- Given task: Each entry must appear again exactly as it does in the source.

- Material supplied:
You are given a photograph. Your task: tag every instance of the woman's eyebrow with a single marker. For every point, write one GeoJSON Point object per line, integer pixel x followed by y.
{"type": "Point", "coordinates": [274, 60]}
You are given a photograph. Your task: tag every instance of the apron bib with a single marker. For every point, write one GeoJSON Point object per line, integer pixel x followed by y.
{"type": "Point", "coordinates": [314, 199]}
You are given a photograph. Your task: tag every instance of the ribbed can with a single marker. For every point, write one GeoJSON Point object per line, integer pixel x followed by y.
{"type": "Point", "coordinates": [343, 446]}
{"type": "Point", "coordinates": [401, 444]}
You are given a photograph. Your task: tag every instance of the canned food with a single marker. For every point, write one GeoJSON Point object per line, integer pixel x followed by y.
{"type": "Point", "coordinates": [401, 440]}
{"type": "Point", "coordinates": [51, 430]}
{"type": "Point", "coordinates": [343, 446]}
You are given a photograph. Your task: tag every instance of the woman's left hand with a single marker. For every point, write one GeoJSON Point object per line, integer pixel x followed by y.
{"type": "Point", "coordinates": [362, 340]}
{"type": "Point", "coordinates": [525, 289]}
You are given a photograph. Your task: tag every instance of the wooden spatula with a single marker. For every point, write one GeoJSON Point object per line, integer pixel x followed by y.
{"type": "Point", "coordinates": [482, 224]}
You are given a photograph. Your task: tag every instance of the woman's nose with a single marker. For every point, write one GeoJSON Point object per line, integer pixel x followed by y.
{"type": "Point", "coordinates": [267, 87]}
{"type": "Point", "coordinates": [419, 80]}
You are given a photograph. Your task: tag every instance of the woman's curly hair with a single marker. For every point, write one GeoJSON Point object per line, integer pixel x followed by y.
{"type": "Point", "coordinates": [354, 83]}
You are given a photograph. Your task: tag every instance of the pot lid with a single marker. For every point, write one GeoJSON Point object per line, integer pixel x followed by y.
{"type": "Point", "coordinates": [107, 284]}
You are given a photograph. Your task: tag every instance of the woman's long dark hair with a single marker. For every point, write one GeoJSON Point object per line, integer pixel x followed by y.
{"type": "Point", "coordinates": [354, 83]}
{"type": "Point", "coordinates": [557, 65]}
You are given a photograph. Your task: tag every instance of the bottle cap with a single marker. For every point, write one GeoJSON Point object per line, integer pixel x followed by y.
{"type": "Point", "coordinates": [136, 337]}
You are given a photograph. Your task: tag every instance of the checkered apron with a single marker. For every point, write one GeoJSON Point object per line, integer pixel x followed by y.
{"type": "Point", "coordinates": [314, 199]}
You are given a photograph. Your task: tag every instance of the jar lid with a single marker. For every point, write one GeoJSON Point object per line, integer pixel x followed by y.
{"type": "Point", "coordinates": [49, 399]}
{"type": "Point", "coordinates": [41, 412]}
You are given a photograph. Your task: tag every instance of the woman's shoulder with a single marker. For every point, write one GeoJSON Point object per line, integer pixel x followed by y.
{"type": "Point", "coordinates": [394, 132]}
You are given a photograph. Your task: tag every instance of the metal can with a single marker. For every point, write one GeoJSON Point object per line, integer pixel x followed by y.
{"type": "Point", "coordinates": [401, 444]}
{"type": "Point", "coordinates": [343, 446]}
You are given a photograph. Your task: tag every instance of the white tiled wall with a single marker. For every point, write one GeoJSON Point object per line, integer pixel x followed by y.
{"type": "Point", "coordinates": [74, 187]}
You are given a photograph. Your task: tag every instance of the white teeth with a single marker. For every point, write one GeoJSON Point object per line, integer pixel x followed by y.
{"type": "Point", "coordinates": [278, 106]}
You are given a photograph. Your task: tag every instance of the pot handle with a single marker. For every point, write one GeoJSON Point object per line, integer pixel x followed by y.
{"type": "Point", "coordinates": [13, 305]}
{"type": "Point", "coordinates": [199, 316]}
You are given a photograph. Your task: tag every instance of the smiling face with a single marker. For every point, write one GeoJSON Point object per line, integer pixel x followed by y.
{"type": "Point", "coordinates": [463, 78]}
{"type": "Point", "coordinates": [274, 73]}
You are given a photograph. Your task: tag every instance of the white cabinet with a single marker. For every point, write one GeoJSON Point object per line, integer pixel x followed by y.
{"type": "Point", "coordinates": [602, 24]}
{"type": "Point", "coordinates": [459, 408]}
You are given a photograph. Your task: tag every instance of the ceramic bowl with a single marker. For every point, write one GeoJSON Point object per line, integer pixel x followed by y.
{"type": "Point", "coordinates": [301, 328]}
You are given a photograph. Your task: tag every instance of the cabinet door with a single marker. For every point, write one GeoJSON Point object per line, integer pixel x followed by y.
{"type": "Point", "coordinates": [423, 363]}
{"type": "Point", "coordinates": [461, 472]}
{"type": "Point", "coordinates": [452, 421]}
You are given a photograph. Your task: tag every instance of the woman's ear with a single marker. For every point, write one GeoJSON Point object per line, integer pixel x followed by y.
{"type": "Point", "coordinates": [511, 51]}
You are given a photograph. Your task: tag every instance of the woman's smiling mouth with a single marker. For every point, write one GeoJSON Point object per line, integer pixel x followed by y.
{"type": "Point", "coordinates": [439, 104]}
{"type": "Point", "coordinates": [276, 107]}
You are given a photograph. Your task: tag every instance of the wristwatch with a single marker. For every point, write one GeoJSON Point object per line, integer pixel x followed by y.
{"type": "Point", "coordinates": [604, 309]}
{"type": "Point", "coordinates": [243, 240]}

- Result of this exercise:
You are given a photograph. Your task: tag every instance of the woman's eyebrow with a single marker. For every point, write one GeoJSON Point object per line, integer pixel x followed by y.
{"type": "Point", "coordinates": [274, 60]}
You are given a photograph. Your task: tag every instance of the apron bib with a single marker. For every point, write one GeoJSON Point object per line, integer pixel x followed by y.
{"type": "Point", "coordinates": [314, 199]}
You are given a photograph. Your task: tag every instance of the ribbed can with a single marker. For every point, write one GeoJSON Point object per line, integer pixel x followed by y.
{"type": "Point", "coordinates": [343, 446]}
{"type": "Point", "coordinates": [401, 444]}
You are given a photograph. Your task: tag every instance of the canned food with a single marker. For every point, write one GeoJSON Point object per line, integer pixel x followed by y.
{"type": "Point", "coordinates": [401, 440]}
{"type": "Point", "coordinates": [51, 430]}
{"type": "Point", "coordinates": [343, 446]}
You are given a photograph. Your task: tag every instance of the woman's left hand with a single marker. For every point, write one GeoJSON Point object per line, integer pixel x followed by y.
{"type": "Point", "coordinates": [362, 340]}
{"type": "Point", "coordinates": [525, 289]}
You are given a photograph. Your task: tag every instance of the wooden spatula with a single marker. For every point, write one GeoJSON Point object per line, integer pixel x followed by y.
{"type": "Point", "coordinates": [482, 224]}
You are given a photograph. Your task: tag every instance of the woman's nose with a single marker. For every point, write one GeoJSON Point object per line, integer pixel x followed by y.
{"type": "Point", "coordinates": [267, 87]}
{"type": "Point", "coordinates": [419, 80]}
You are given a photograph. Your task: tag every instance of the woman's curly hair with a single marker. For every point, write one GeoJSON Point object per line, integer pixel x followed by y.
{"type": "Point", "coordinates": [354, 83]}
You are given a photograph. Your task: tag every instance of the pot lid with a single marker. For every point, write one GeoJSON Point object per line, integer pixel x followed by y.
{"type": "Point", "coordinates": [107, 284]}
You are given a photograph. Your task: tag every instance of the woman's long dark hair with a single marker. For every point, write one GeoJSON Point object per line, integer pixel x followed by y.
{"type": "Point", "coordinates": [354, 83]}
{"type": "Point", "coordinates": [557, 65]}
You are given a photograph. Your task: tag every instance of the bottle cap with a single marker. For every point, write one GeoJSON Point object per line, integer pixel x followed by y.
{"type": "Point", "coordinates": [136, 337]}
You are given a photograph. Your task: tag every instance of the checkered apron with a single marker. For every point, write one GeoJSON Point object per line, integer pixel x followed by y.
{"type": "Point", "coordinates": [314, 199]}
You are given a photograph. Your task: tag every instance of the jar lid with a single marker. For every point, write one GeoJSON Point object per line, integer pixel x followed by y.
{"type": "Point", "coordinates": [49, 399]}
{"type": "Point", "coordinates": [41, 412]}
You are given a photograph. Your task: tag every instance of the woman's shoulder with a single marker. For every point, write one GeoJSON Point object per line, integer pixel x followed by y.
{"type": "Point", "coordinates": [394, 132]}
You are given a photograph. Your task: tag every instance of the metal can with a single marker. For every point, write one GeoJSON Point object per line, integer pixel x followed by y.
{"type": "Point", "coordinates": [401, 444]}
{"type": "Point", "coordinates": [343, 446]}
You are given a photograph. Your task: tag every instance of the white tiled wall with a single marker. For every point, write one GeoJSON Point object per line, integer pixel x followed by y.
{"type": "Point", "coordinates": [74, 187]}
You are given a photograph. Your task: tag every instance of the white teeth with a single marker. For every point, write one GeoJSON Point object per line, integer pixel x followed by y.
{"type": "Point", "coordinates": [278, 106]}
You are given a photograph. Your task: tag every instance of the pot handle with a single marker. For every point, write one GeoJSON Point object per line, integer pixel x followed by y.
{"type": "Point", "coordinates": [13, 305]}
{"type": "Point", "coordinates": [199, 316]}
You are given a photograph. Your task: tag every instance of the smiling face with a single marker. For every point, write one GeoJSON Point object per line, integer pixel x followed by y.
{"type": "Point", "coordinates": [463, 78]}
{"type": "Point", "coordinates": [274, 73]}
You are given a photograph. Your task: tag every instance of the white cabinet with a single marker. For every point, write one GeoJSON Point object per line, integer pixel x followed by y.
{"type": "Point", "coordinates": [602, 24]}
{"type": "Point", "coordinates": [459, 408]}
You are given a photograph. Your task: tag every instance of the ceramic bowl with a single marker. For every point, write one GeoJSON Point object per line, integer pixel x followed by y.
{"type": "Point", "coordinates": [301, 328]}
You are given a photograph. Your task: tag every instance of the cabinet door with a single marker. For every point, write one GeoJSON Point object per line, integer pixel x followed by y.
{"type": "Point", "coordinates": [423, 363]}
{"type": "Point", "coordinates": [461, 472]}
{"type": "Point", "coordinates": [452, 421]}
You are given a photograph. Your task: tag every instance of the woman's ear with a single marker. For every point, write one GeoJSON Point object per line, integer pixel x followed by y.
{"type": "Point", "coordinates": [511, 51]}
You are given a photograph. Your task: tag every instance of the woman's smiling mouth with a single marker. For every point, write one GeoJSON Point object per line, integer pixel x followed by y.
{"type": "Point", "coordinates": [439, 104]}
{"type": "Point", "coordinates": [276, 107]}
You are given a photograph. Your task: tag every instance of the wristwatch with a single marker. For every point, write one GeoJSON Point object per line, integer pixel x followed by y.
{"type": "Point", "coordinates": [604, 309]}
{"type": "Point", "coordinates": [243, 240]}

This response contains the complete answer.